| Direction |
Please find every line in the items below that contains the word "jersey", matching case exactly, and copy each of those lines.

+++ Exercise input

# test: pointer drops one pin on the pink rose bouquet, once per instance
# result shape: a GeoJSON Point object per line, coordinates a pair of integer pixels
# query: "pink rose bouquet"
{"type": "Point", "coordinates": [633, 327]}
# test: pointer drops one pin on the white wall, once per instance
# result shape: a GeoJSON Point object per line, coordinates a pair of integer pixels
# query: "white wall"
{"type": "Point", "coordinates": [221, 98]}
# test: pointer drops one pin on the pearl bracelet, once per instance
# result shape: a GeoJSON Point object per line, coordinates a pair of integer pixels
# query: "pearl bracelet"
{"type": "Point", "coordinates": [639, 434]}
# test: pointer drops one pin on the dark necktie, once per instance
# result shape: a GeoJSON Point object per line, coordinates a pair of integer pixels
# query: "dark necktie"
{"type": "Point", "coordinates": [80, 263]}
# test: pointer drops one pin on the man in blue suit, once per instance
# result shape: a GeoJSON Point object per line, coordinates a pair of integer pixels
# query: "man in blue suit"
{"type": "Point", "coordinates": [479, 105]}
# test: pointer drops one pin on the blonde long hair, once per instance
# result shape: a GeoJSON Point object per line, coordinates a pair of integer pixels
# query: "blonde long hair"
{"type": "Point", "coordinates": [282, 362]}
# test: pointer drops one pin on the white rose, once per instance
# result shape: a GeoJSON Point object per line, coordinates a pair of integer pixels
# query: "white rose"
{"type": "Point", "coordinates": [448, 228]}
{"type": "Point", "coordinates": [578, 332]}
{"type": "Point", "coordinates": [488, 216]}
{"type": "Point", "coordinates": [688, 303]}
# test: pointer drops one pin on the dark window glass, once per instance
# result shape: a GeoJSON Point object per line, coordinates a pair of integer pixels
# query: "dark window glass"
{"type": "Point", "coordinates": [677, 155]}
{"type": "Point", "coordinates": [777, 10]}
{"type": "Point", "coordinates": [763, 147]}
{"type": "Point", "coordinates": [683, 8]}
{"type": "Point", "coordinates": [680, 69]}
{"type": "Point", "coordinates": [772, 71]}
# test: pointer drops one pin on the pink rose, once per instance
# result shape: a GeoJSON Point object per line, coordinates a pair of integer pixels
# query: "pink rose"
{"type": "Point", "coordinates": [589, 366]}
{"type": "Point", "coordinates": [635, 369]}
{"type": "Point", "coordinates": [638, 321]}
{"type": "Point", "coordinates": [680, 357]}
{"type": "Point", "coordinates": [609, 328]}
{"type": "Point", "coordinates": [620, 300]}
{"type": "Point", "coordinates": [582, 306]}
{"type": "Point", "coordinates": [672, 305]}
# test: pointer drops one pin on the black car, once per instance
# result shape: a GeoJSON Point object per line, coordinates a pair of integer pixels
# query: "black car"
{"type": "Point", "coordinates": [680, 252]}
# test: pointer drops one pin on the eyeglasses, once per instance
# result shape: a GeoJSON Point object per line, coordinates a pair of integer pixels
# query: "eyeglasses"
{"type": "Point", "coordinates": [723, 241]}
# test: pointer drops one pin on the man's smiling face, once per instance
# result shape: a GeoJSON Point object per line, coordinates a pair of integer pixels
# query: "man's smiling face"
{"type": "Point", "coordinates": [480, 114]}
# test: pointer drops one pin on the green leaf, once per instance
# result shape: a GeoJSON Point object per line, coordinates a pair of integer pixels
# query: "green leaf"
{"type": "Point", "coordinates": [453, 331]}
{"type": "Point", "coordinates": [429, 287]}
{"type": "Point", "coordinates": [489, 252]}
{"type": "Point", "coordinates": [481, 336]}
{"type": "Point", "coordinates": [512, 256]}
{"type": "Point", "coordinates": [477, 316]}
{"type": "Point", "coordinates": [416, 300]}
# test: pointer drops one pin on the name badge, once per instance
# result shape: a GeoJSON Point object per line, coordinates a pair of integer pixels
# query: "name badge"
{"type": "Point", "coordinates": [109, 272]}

++++++
+++ Exercise input

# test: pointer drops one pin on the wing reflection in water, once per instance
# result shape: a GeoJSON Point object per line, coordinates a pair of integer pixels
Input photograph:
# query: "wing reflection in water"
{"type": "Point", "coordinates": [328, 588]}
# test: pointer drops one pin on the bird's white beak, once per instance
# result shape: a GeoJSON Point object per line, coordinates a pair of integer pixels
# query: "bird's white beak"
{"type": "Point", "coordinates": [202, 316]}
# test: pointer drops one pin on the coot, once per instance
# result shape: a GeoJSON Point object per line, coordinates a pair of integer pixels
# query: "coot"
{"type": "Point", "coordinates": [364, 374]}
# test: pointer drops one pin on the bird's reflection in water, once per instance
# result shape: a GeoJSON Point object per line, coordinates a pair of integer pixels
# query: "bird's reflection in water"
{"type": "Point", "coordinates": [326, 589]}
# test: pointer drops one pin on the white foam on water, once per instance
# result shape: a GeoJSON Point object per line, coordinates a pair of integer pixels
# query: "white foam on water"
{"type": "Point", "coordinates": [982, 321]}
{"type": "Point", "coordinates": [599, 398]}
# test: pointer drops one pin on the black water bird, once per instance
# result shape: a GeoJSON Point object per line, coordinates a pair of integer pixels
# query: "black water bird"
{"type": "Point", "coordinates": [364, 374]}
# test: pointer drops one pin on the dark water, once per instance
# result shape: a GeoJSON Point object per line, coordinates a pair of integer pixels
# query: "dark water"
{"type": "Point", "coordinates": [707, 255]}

++++++
+++ Exercise input

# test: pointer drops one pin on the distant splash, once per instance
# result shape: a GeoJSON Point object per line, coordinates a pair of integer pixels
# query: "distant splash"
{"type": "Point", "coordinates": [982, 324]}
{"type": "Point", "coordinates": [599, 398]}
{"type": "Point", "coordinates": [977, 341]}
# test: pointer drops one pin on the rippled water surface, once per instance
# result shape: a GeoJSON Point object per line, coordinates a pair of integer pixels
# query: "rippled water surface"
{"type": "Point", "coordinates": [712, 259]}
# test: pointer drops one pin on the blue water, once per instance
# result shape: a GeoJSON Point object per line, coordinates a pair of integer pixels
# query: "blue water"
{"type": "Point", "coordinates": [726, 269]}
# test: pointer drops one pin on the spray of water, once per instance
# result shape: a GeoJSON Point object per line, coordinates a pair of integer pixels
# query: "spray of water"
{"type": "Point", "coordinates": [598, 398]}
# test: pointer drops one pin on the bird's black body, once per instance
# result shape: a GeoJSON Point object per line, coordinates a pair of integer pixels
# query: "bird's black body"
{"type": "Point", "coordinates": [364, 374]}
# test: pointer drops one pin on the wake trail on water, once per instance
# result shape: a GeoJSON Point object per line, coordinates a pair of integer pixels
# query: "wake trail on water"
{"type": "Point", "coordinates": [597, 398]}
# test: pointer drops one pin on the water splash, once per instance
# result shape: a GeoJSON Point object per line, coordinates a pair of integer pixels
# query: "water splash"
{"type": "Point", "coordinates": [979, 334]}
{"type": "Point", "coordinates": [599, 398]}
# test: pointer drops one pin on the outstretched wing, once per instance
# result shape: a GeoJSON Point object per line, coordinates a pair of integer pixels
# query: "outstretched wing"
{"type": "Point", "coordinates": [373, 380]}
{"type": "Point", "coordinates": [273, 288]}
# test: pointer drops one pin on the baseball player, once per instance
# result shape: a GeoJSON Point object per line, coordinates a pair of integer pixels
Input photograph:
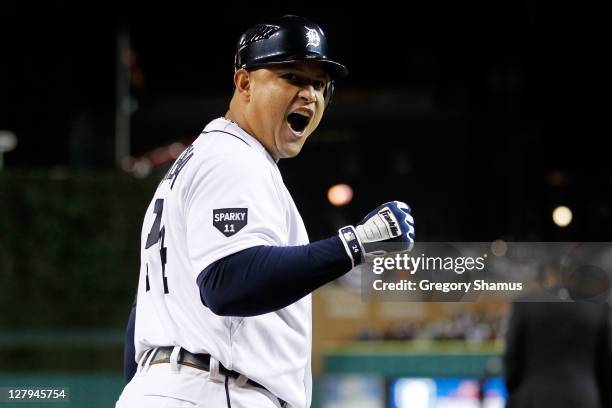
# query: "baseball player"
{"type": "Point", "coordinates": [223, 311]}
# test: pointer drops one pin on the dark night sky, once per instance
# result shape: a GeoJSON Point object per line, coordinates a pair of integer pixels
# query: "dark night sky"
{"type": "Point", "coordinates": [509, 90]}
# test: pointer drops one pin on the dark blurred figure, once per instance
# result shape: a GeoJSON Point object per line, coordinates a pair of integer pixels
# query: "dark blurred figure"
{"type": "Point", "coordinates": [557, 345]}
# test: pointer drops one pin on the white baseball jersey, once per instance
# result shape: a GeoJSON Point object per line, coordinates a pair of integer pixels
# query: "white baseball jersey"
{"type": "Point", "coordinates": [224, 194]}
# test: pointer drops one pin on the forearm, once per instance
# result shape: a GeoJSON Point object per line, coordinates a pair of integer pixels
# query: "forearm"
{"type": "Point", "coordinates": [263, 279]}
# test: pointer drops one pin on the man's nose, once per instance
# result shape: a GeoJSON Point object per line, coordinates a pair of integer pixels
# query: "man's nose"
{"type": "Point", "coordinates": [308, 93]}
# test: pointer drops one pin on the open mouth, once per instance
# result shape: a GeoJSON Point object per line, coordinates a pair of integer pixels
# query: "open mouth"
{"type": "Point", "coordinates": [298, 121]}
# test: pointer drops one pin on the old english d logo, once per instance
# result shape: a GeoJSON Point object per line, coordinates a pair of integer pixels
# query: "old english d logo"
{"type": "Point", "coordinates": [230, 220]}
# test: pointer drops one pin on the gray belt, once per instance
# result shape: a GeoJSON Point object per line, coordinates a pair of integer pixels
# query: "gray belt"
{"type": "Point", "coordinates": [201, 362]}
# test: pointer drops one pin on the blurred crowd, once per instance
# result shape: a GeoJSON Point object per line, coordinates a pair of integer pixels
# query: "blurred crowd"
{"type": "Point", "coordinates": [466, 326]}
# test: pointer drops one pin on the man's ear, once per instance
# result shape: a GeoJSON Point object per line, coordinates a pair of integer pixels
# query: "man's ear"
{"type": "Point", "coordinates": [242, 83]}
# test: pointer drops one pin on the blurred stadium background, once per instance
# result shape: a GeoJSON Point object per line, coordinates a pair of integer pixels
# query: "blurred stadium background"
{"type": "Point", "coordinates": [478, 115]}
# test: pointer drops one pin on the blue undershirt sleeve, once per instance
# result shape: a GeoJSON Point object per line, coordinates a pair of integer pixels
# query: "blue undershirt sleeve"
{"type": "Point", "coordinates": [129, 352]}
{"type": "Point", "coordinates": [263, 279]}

++++++

| Response to the exercise |
# test: pointer drops one pin on the white baseball jersey, once per instance
# query: "white baseball jersey"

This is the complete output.